* **Task brief**: In the records below, find the line that contains "Indicate every instance of the person in pink" and the line that contains "Indicate every instance of the pipe"; write out exactly those two lines and everything between them, without the pictures.

* **Data extract**:

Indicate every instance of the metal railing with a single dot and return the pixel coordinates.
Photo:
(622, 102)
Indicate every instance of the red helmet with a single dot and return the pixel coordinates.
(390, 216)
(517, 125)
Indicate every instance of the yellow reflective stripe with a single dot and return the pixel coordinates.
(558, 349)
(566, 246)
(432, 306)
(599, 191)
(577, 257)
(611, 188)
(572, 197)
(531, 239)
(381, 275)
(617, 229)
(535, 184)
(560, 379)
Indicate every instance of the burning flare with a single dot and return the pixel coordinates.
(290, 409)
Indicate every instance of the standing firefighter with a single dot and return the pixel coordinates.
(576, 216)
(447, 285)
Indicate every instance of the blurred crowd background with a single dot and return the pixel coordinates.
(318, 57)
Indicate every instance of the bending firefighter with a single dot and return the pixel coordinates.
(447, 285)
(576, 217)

--

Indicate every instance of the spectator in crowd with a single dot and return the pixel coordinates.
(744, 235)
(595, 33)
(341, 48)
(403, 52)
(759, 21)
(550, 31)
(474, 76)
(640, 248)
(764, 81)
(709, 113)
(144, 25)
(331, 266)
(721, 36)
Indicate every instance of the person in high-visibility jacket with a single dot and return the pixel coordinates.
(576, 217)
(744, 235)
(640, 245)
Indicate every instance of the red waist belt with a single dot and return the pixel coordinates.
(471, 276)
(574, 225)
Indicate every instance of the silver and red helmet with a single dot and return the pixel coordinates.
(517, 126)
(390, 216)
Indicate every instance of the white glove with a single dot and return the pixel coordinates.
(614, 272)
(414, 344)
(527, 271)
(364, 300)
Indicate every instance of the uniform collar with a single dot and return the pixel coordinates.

* * *

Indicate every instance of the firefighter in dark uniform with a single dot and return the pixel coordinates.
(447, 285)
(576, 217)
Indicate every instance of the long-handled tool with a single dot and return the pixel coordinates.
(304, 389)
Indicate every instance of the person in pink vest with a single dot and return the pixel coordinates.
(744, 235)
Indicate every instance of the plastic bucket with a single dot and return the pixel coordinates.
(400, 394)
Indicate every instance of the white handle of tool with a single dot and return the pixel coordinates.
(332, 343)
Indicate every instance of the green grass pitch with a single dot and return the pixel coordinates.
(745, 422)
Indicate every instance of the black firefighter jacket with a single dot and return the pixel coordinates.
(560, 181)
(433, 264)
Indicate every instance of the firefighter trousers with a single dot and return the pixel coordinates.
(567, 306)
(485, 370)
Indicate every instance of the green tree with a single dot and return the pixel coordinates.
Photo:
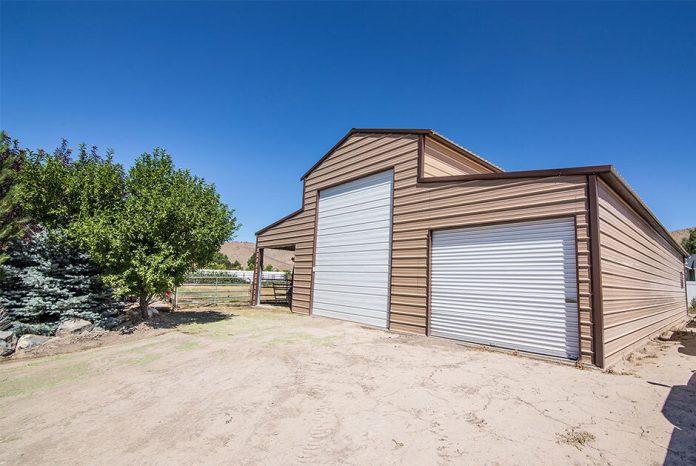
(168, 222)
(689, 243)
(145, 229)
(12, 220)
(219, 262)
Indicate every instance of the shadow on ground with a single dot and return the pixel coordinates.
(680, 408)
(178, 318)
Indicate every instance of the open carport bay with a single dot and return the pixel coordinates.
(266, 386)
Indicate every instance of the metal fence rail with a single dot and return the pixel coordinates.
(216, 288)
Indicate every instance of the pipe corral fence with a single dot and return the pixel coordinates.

* **Response**:
Indicate every instance of the person in pink vest with a single dot and return the pixel coordinates.
(744, 235)
Indicate every instance of the plastic bucket with a single dot and return the pixel coordinates.
(400, 394)
Indicate every instance of the white handle of tool with a single dot and return the pixel coordinates.
(332, 343)
Indicate every instance of the green grass pitch with a single dot and return the pixel coordinates.
(745, 422)
Indicate every instance of the black firefighter jacket with a single dot and return the pixel coordinates.
(560, 181)
(433, 264)
Indicate every instance of the firefighter trousers with a single dot and return the pixel coordinates.
(567, 306)
(485, 370)
Indicate every instance of the green tree with a single dot and return the pixel coordinates.
Photo:
(168, 222)
(689, 243)
(145, 229)
(12, 220)
(219, 262)
Indicate every instance of the shadow on ground with a single dot and return the pixel coordinates.
(680, 408)
(178, 318)
Indicate every instance of the open carport bay with a single dot and return the pixel coordinates.
(266, 386)
Indicate every instance of the metal fence rail with a single dot and return the pixel coordinates.
(216, 288)
Indicate every instance of the pipe corral fence with a single dot and return the pixel coordinates.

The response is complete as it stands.